▶ [WHAT THE TASK REQUIRES] Please return the data below unchanged, reproducing every line as it appears.

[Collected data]
______

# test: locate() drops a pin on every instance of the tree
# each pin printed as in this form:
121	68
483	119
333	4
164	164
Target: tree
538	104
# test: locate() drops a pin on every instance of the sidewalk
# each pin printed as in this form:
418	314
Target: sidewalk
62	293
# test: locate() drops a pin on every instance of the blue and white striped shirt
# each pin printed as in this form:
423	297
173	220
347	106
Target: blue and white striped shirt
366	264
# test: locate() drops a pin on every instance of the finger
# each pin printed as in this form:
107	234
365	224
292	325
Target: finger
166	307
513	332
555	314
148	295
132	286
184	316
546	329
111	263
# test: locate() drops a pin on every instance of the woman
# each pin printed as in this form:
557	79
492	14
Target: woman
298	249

______

▶ [SOLUTION TO THIS EXERCISE]
# test: locate() drops a pin on every instance of the tree
# each pin printed as in this form:
121	68
483	119
333	4
164	164
Target: tree
538	104
# test: locate() drops a pin on every instance of the sidewalk
# each pin printed as in this form:
418	314
Target: sidewalk
62	293
# test: locate() drops a pin on every instance of the blue and white striped shirt
# each pin printed as in this form:
423	297
173	220
347	106
Target: blue and white striped shirt
366	264
# test: locate() drops a pin on every instance of the finger
# each pin printed as in this form:
107	234
365	224
292	325
Target: finger
166	307
513	332
555	314
148	295
132	286
184	316
546	329
111	263
# test: locate() drops a pin on every instance of the woman
# each pin printed as in this form:
557	79
492	14
Target: woman
298	249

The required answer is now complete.